● DOCUMENT SECTION
____________
Article published on 7/14/2009 1:05:15 AM IST

Some years ago it was discovered that owners of Vanaspathi oils were putting

cow and pig lard into the oil. There was a furore which died down after a

few months and no one knows till today what happened to the Jains who owned

the enterprise but I have little doubt that they got off and a few

bureaucrats and policemen are richer.

Ghee (from Sanskrit ghta meaning “sprinkled”) is clarified butter, sacred to

the gods. On June 13 a ghee manufacturing unit was raided by the health

officers and police of Agra. Hundreds of tins of ghee were found in the

Jharna nullah locality. The so called ghee was being manufactured from

animal fat boiled in huge iron pans. 25 big drums, 150 tins and four

furnaces, knives and country pistols were recovered from the site a police

official said. Animal hides of cows, monkeys, donkeys, horses and dogs

hanging by the trees and bones littered showed the scale of manufacturing

being carried out clandestinely for years. Now comes the standard Indian

part Police said at least 50 people must have been working there in the

sheds but none could be caught, probably because the information about the

raid was leaked to them.
____________
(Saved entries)
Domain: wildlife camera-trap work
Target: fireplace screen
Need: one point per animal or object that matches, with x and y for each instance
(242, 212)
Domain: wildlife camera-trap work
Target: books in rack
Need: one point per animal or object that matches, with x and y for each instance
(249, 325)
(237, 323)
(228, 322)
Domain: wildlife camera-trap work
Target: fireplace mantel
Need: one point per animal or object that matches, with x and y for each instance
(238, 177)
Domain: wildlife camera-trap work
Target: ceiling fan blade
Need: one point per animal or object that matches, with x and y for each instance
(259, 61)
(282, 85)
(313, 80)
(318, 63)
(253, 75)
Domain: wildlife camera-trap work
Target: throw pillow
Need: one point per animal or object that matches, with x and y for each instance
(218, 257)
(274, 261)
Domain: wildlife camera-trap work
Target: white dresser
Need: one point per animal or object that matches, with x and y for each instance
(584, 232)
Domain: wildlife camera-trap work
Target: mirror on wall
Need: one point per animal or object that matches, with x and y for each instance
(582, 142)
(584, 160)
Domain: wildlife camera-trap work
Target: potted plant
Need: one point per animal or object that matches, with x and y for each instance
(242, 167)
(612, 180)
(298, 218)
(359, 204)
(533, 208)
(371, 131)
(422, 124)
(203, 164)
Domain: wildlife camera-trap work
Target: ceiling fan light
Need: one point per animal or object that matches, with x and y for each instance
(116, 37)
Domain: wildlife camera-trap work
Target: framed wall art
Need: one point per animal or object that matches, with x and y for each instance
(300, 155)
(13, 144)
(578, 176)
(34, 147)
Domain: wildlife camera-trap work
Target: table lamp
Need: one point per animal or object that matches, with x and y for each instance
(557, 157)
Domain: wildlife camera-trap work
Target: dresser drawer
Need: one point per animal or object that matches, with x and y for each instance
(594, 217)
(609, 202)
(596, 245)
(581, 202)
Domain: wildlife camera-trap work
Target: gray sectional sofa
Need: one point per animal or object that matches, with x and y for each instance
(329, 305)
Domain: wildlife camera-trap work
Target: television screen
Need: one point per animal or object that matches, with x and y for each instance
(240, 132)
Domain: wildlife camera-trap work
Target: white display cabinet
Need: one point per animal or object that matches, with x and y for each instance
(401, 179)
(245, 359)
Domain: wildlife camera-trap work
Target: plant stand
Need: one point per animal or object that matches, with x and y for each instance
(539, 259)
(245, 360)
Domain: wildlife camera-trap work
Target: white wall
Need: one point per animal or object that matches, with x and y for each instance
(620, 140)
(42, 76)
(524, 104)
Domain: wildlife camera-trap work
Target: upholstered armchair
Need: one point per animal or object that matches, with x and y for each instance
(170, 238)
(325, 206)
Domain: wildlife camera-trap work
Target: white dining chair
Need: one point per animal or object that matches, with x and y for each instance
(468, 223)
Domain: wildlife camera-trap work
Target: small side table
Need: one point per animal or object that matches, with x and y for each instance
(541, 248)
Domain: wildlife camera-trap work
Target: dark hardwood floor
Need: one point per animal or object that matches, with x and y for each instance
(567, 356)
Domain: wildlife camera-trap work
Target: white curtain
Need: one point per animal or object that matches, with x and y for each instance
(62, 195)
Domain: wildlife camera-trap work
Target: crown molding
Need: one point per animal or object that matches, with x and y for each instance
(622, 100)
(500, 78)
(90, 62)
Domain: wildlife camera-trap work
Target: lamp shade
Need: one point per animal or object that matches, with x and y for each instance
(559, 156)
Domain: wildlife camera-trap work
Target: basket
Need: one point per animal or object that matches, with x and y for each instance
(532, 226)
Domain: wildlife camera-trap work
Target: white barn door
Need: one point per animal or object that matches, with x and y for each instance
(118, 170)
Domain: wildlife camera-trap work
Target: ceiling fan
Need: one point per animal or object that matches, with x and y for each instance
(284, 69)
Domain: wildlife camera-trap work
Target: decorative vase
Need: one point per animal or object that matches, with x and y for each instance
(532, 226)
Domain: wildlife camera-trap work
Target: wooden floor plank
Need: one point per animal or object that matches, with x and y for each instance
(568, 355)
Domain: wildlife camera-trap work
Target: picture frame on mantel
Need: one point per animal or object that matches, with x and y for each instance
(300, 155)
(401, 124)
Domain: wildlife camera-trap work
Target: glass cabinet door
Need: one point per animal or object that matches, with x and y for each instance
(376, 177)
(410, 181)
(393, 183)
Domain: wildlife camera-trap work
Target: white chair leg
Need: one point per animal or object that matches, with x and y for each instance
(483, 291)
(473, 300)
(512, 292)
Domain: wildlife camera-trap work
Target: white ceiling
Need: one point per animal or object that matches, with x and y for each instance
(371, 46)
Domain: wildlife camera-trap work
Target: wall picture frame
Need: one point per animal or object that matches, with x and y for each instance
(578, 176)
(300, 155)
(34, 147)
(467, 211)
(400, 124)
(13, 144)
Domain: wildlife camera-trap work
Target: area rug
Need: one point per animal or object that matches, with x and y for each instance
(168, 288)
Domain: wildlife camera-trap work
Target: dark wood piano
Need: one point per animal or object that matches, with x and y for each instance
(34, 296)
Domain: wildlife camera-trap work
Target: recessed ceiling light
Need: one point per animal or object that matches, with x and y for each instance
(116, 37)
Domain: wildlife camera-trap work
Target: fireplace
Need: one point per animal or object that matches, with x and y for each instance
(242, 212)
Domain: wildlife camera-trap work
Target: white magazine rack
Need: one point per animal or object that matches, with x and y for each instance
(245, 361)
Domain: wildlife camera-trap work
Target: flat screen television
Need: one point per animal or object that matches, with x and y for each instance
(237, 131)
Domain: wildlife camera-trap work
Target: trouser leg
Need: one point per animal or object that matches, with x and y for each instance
____________
● WHAT TO DO
1 > Answer these questions from the article on adulterated ghee:
(a) What did owners of Vanaspathi oils put into the oil?
(b) On what date was the ghee manufacturing unit raided?
(c) How many people did police say must have been working in the sheds?
2 > Reproduce verbatim the part of the article on adulterated ghee that begins at the words "cow and pig" and stops after "policemen are richer.".

● RESPONSES PER TASK
1 >
(a) Cow and pig lard.
(b) June 13.
(c) At least 50.

2 >
cow and pig lard into the oil. There was a furore which died down after a

few months and no one knows till today what happened to the Jains who owned

the enterprise but I have little doubt that they got off and a few

bureaucrats and policemen are richer.